▶ _What you have to do_:
Return all the lines below exactly as written. Drop every picture.

Photo-based referring expression data:

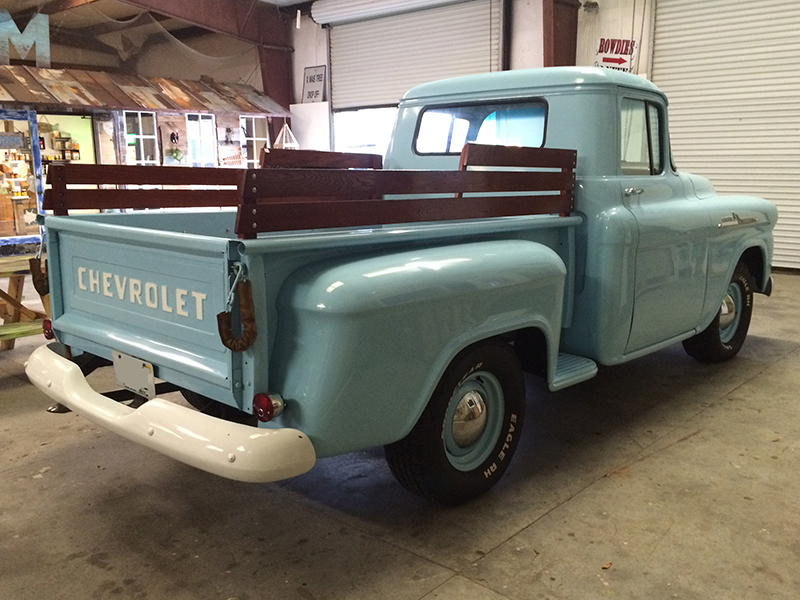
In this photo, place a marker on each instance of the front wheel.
(466, 436)
(724, 337)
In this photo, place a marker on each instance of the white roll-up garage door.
(729, 68)
(373, 63)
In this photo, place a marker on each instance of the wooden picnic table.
(18, 320)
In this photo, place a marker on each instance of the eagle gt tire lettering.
(468, 432)
(724, 337)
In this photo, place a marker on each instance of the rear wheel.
(466, 436)
(724, 337)
(216, 409)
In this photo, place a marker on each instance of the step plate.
(570, 370)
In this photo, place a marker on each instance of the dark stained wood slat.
(103, 199)
(508, 156)
(360, 213)
(144, 175)
(266, 183)
(318, 159)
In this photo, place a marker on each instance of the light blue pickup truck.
(338, 309)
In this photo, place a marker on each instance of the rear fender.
(362, 344)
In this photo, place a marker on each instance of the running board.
(570, 370)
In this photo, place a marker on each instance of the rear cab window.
(641, 138)
(446, 129)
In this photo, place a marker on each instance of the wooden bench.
(294, 198)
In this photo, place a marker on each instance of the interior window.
(445, 130)
(640, 134)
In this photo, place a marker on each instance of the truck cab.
(663, 237)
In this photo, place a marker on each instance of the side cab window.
(641, 134)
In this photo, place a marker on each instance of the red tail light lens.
(267, 406)
(47, 330)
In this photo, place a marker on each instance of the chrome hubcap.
(469, 420)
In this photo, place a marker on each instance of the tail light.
(47, 330)
(267, 406)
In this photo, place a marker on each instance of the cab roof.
(530, 79)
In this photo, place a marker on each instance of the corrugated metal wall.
(373, 63)
(729, 68)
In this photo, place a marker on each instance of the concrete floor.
(661, 478)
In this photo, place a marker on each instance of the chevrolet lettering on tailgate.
(182, 302)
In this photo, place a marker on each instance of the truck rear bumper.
(231, 450)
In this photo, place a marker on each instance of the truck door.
(671, 254)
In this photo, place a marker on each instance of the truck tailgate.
(150, 294)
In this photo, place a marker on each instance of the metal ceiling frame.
(251, 21)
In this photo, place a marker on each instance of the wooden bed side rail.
(61, 198)
(516, 156)
(283, 200)
(317, 159)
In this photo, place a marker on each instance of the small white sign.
(617, 54)
(314, 84)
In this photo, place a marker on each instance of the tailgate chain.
(242, 289)
(38, 275)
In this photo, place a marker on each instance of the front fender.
(362, 343)
(744, 231)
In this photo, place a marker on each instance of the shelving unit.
(20, 177)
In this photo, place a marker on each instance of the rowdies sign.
(617, 54)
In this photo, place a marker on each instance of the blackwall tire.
(724, 337)
(466, 436)
(210, 407)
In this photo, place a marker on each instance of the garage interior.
(659, 478)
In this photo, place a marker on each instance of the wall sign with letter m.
(37, 33)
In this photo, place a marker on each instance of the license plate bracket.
(134, 374)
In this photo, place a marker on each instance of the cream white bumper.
(231, 450)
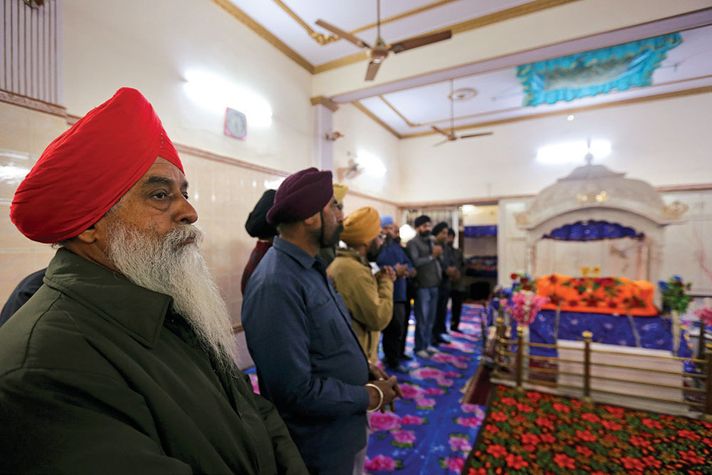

▶ _Worked solution_:
In this photo, place a marker on each instance of the front wheel.
(466, 436)
(724, 337)
In this photo, place a marker on each instance of the white roll-up garage door.
(729, 68)
(373, 63)
In this photo, place a marker on each instance of the wooden picnic table.
(18, 320)
In this photo, place a marker on each instance of the eagle gt tire lettering.
(468, 432)
(724, 337)
In this photo, place a marker on each instance of the rear wheel.
(466, 436)
(724, 337)
(216, 409)
In this photo, place a marker on each instance of the step plate.
(570, 370)
In this photo, place a marker on each instance of the dark stained wood slat.
(103, 199)
(508, 156)
(360, 213)
(144, 175)
(266, 183)
(318, 159)
In this photo, place a marker on each instance of the light blue pickup truck.
(338, 309)
In this photo, place a marker on each instance of the rear fender.
(362, 344)
In this photo, place a marker on each instance of the running board.
(570, 370)
In this photo, place a marker on each instance of the rear cab window.
(641, 138)
(446, 129)
In this photo, place a marker on each instance of the wooden bench.
(294, 198)
In this photo, place a marker on each instance of the interior window.
(445, 130)
(640, 134)
In this photo, place a marker on each instance of the truck cab.
(663, 237)
In this photo, place a marker on each instance of the side cab window.
(641, 134)
In this photo, place a marker on each instance of the red tail light lens.
(267, 406)
(47, 330)
In this photo, place a marker on each instance of the chrome hubcap.
(469, 420)
In this photo, place a marker on each instance of the tail light.
(47, 330)
(267, 406)
In this photo, place a marker on each instance of the cab roof.
(530, 79)
In this photo, place a marker on each instance of the corrugated metal wall.
(373, 63)
(729, 68)
In this photo, place a marker on each instance of the concrete floor.
(661, 478)
In this photo, place a marker on each instance of the chevrolet lettering on tailgate.
(182, 302)
In this photo, place a marker on each instance of the truck rear bumper.
(231, 450)
In this photo, place a marker on each instance of the truck door.
(671, 254)
In this photo, place a marker on each instance of the truck tailgate.
(150, 294)
In this photo, place a marker on each instance of the metal ceiling frame.
(251, 21)
In this photo, place a marker on each instance of the wooden bed side rail.
(61, 198)
(516, 156)
(283, 200)
(317, 159)
In this photo, place a marker on each instance of the small white sign.
(617, 54)
(314, 84)
In this photo, place a marker on each instance of the tailgate chain.
(242, 289)
(38, 275)
In this photo, place a marker on each instance of the front fender.
(362, 343)
(744, 231)
In this photo, place a marker on each instance of the shelving unit.
(20, 177)
In this photo, place a marker on each instance of the rowdies sign.
(617, 54)
In this photo, place a marker on each instance of the blackwall tire.
(724, 337)
(466, 436)
(210, 407)
In this photo, place a marker on each instance of the garage interior.
(659, 478)
In this photo, place a marker on each instance of the wall sign with letter m.
(37, 33)
In this photo, place a marker on each instance of the license plate bracket.
(134, 374)
In this photo, place a marker on each instance of the cream white bumper.
(231, 450)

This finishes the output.